## RECORDS SHOWN
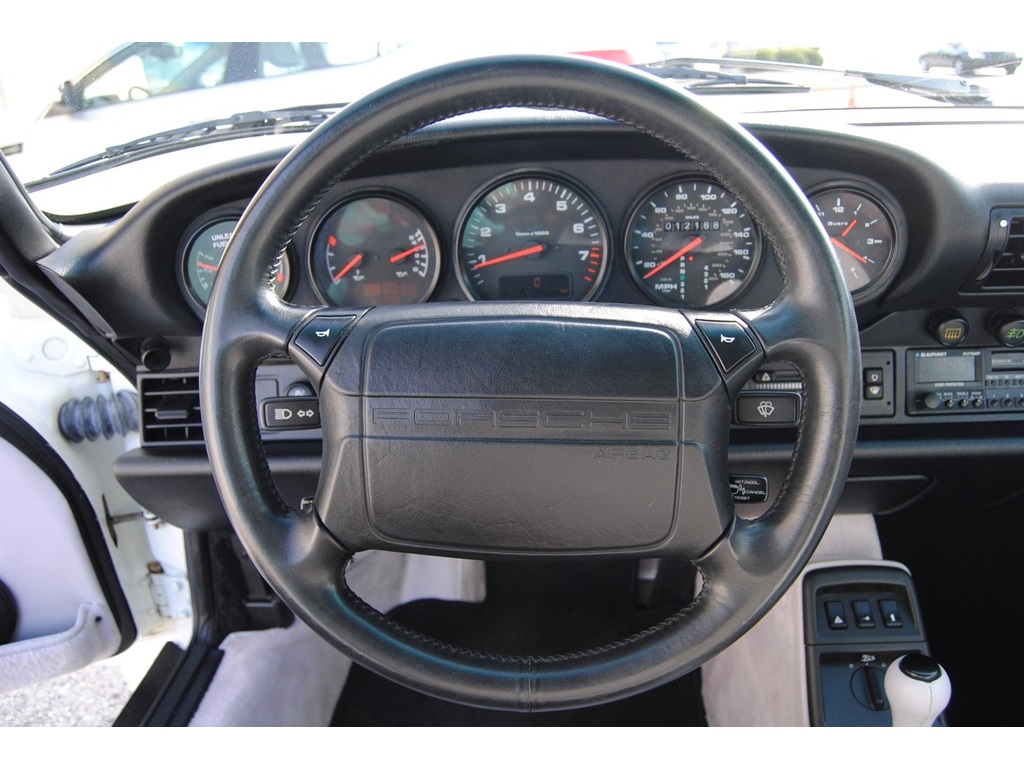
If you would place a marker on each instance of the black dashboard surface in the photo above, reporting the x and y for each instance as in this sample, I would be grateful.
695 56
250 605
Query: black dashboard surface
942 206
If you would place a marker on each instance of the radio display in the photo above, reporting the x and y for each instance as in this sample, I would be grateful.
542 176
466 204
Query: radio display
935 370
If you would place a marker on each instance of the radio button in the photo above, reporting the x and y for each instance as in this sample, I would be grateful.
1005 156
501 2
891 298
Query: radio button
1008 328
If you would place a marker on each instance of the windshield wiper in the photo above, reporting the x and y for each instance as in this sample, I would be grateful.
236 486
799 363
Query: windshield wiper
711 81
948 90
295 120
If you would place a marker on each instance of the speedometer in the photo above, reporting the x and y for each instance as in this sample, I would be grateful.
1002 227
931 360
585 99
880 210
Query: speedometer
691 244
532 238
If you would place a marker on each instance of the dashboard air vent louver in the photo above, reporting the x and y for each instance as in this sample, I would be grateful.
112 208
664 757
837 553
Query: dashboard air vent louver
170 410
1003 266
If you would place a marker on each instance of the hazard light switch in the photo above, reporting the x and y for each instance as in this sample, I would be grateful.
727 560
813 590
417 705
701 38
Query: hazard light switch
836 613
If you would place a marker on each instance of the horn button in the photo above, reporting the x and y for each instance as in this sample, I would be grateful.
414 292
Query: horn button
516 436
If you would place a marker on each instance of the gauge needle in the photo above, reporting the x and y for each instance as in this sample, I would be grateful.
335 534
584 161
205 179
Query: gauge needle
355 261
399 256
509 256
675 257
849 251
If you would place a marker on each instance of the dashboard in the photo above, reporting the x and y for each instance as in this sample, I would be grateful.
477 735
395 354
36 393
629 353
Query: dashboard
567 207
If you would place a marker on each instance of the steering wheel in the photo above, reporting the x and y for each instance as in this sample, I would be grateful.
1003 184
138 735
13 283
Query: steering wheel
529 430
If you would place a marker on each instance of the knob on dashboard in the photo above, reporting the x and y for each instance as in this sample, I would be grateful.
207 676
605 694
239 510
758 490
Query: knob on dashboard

## TO BE DONE
Convert the listing above into a Markdown table with the columns "Row" and "Line", giving each nonblank line its own numbered row. Leave out the pictures and skip blank lines.

## SOLVED PROBLEM
| Row | Line |
|---|---|
| 1 | If you would place a marker on each instance of the black dashboard surface in the photo above, reporting the x and y for each instance as in this sample, I would be grateful. |
| 2 | 695 56 |
| 3 | 250 605 |
| 4 | Query: black dashboard surface |
| 5 | 942 206 |
| 6 | If you would place a marker on each instance of the radio display in the photo above, reporting the x and y for each instance as in this sample, I would be grateful. |
| 7 | 542 176 |
| 8 | 466 204 |
| 9 | Query: radio display |
| 10 | 935 370 |
| 11 | If you would place a marker on each instance of the radio button in the photo above, reporting the x and y for each instance as in this sample, I would be grateful. |
| 12 | 1005 156 |
| 13 | 501 2 |
| 14 | 891 298 |
| 15 | Query: radio button |
| 16 | 1008 328 |
| 17 | If you would place a marker on each instance of the windshield wiper in the photo above, reporting the x and y for each instance as in this sample, I would be grateful. |
| 18 | 236 486 |
| 19 | 799 363 |
| 20 | Query: windshield wiper |
| 21 | 711 81 |
| 22 | 948 90 |
| 23 | 295 120 |
| 24 | If you would place a marker on each instance of the speedometer in the photo above, reporting the x and y for each instance as in this sample, I would be grateful. |
| 25 | 1002 227 |
| 26 | 931 360 |
| 27 | 585 99 |
| 28 | 880 210 |
| 29 | Query: speedometer |
| 30 | 691 244 |
| 31 | 532 238 |
| 32 | If you would place a marker on each instance of the dashboard air vent louver in the photo above, reporting the x and y for each instance as in this sample, I would be grateful. |
| 33 | 112 208 |
| 34 | 664 757 |
| 35 | 837 553 |
| 36 | Query: dashboard air vent louver |
| 37 | 170 410 |
| 38 | 1003 266 |
| 39 | If you would place a marker on each instance of the hazard light switch in the photo above, reporting the x and y for each instance as in this sample, I would be grateful. |
| 40 | 727 560 |
| 41 | 813 590 |
| 42 | 417 705 |
| 43 | 701 38 |
| 44 | Query: hazard light switch |
| 45 | 836 613 |
| 46 | If you would place a marker on each instance of the horn button in the photo above, reporting the x and y for each instance as in this sample, I would be grateful. |
| 47 | 414 292 |
| 48 | Query: horn button |
| 49 | 516 436 |
| 50 | If you would place a marker on each instance of the gauge needle in the photo above, reporting the x and y for each instance as in this sample, I would be grateful. |
| 51 | 335 534 |
| 52 | 584 161 |
| 53 | 205 179 |
| 54 | Query: gauge needle |
| 55 | 355 261 |
| 56 | 399 256 |
| 57 | 509 256 |
| 58 | 675 257 |
| 59 | 849 251 |
| 60 | If you would place a marker on each instance of the dashboard in the photo above, reporting the x and y for each instance as in this sample, I would be grateful. |
| 61 | 477 735 |
| 62 | 395 354 |
| 63 | 36 393 |
| 64 | 629 353 |
| 65 | Query: dashboard |
| 66 | 567 207 |
| 67 | If you would place a marker on each instance of the steering wheel in the photo above, reporting the x and y for each instance as in this sample, I would be grateful. |
| 68 | 1003 184 |
| 69 | 138 735 |
| 70 | 13 283 |
| 71 | Query: steering wheel |
| 72 | 529 430 |
| 73 | If you would place a marker on each instance of the knob on dashboard in the photo above, reporting the x and y for each instance as in this sample, I would be grateful. |
| 74 | 207 676 |
| 75 | 605 694 |
| 76 | 239 510 |
| 77 | 758 490 |
| 78 | Query: knob on dashboard |